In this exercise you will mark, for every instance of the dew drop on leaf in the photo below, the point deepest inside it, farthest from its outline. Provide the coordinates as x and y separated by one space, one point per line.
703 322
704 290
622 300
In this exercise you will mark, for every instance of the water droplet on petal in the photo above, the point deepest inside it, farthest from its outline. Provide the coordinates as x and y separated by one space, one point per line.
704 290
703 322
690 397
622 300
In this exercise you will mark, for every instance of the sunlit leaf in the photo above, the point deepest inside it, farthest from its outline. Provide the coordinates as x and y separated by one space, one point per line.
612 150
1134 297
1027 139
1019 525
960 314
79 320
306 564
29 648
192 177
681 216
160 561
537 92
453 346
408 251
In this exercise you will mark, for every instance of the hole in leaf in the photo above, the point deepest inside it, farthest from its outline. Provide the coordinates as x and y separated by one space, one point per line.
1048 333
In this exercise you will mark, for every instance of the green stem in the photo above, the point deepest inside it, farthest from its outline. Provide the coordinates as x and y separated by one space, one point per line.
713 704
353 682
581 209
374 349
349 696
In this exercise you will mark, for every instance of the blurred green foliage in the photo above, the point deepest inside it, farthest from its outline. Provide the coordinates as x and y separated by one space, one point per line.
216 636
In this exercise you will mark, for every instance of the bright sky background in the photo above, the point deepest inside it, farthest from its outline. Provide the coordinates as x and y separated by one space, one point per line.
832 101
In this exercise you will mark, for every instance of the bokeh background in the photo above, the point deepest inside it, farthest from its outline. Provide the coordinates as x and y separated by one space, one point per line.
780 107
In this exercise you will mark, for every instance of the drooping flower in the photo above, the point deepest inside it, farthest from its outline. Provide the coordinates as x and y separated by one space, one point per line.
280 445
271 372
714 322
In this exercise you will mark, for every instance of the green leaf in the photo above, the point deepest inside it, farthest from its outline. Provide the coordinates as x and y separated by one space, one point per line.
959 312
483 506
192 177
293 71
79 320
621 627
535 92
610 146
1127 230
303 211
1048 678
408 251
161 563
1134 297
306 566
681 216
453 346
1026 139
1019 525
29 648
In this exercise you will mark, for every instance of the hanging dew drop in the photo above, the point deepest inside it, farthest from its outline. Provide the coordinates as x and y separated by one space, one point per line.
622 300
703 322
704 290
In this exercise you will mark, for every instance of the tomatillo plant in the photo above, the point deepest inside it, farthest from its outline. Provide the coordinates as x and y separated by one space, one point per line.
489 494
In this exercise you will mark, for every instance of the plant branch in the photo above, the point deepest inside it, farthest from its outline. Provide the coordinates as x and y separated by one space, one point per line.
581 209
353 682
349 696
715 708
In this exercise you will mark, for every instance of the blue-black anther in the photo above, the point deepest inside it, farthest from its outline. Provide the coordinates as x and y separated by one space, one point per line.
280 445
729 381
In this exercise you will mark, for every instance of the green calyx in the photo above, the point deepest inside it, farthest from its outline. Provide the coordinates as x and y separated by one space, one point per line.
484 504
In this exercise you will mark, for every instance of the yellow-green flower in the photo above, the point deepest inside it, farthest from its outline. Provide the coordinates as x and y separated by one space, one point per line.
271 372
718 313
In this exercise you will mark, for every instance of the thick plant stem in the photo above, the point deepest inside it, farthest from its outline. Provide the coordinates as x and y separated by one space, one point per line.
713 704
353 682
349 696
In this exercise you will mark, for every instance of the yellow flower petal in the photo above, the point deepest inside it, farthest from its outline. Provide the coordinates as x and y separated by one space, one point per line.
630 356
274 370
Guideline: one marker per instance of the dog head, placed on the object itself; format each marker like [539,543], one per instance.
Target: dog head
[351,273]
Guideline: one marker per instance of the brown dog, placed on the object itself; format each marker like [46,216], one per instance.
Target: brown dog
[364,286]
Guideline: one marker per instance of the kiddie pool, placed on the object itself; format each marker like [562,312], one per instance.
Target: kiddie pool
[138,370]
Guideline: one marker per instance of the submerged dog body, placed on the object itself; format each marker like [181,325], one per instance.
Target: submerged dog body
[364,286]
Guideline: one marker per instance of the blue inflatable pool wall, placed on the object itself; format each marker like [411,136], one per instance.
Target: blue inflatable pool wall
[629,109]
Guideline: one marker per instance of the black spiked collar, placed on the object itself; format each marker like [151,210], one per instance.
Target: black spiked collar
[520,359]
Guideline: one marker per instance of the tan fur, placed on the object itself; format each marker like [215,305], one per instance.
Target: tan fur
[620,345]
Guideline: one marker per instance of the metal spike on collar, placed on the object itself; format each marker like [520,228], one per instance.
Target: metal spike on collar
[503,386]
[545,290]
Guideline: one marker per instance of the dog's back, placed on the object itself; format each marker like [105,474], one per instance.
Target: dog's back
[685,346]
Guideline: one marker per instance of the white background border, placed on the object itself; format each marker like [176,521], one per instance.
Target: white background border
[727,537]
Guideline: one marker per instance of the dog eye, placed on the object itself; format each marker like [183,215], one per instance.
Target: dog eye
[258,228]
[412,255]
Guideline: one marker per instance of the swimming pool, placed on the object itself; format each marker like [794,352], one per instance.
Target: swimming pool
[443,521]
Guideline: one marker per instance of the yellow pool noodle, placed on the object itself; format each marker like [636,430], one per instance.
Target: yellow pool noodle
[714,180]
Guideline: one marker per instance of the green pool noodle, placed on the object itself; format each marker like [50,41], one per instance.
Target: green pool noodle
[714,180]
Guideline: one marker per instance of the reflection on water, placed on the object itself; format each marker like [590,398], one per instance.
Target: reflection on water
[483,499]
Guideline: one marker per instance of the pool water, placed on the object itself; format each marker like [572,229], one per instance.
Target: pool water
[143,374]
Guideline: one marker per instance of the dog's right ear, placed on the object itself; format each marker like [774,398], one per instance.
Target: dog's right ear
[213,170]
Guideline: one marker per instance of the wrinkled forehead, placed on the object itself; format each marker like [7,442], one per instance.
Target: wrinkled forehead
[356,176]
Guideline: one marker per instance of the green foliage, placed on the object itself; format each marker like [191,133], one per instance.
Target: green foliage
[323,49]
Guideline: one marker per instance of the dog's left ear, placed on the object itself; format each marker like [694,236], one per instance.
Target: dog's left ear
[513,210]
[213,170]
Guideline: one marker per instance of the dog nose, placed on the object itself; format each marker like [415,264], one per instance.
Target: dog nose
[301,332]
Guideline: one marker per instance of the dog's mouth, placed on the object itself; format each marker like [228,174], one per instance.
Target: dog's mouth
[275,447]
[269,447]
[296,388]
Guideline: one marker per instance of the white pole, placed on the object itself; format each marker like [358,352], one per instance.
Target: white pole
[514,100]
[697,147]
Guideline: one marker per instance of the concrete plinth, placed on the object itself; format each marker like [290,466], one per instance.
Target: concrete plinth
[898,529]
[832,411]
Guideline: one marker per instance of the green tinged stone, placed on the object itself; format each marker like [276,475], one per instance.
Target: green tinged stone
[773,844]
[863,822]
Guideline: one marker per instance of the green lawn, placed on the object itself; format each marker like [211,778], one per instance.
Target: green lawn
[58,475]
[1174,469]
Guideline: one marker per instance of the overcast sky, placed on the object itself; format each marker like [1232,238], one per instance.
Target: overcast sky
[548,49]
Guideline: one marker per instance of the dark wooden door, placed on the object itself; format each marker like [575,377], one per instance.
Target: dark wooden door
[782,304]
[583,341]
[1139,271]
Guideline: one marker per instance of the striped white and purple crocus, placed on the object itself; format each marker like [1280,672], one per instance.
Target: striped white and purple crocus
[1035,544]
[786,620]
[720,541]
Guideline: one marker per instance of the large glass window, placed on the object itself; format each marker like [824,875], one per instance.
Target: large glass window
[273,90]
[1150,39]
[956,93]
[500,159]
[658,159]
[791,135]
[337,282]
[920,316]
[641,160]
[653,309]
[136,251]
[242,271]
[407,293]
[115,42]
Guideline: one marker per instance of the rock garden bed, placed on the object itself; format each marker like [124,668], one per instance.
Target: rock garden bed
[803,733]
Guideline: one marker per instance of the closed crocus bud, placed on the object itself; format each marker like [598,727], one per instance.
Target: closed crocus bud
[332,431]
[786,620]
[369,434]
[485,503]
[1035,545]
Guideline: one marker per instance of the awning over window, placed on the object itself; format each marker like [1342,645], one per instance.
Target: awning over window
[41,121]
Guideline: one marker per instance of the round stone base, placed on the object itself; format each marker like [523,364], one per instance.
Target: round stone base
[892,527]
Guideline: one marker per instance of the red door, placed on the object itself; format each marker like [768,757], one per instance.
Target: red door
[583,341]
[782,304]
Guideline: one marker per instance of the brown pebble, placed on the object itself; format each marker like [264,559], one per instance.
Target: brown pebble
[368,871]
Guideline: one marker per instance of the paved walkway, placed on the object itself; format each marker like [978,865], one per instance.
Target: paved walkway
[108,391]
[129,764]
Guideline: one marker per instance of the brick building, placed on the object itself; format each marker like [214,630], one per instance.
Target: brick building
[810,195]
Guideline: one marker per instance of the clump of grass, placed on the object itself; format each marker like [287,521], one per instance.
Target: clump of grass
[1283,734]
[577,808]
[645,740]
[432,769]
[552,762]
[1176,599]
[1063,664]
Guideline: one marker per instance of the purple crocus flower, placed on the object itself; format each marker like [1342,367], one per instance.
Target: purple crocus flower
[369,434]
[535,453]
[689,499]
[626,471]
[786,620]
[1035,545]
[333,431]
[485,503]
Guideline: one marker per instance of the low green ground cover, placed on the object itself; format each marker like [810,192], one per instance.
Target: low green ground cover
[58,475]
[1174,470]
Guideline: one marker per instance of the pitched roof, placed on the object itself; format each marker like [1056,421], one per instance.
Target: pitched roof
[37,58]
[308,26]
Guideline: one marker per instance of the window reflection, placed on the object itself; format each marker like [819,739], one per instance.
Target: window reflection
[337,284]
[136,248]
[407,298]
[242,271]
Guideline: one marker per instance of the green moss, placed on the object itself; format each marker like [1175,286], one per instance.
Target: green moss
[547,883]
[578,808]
○ ○ ○ ○ ○
Taking the listing above as the source, transcribe only the lines starting at the line with "Target: dark wooden door" and going through the line with "Guideline: one marker per instance of the striped", unaltered and with both ends included.

> [TASK RESULT]:
Target: dark wooden door
[782,304]
[583,341]
[1139,271]
Guideline: one marker per instance of the striped white and purple crocus, placed on the object itself; format each marker like [1280,672], one per instance.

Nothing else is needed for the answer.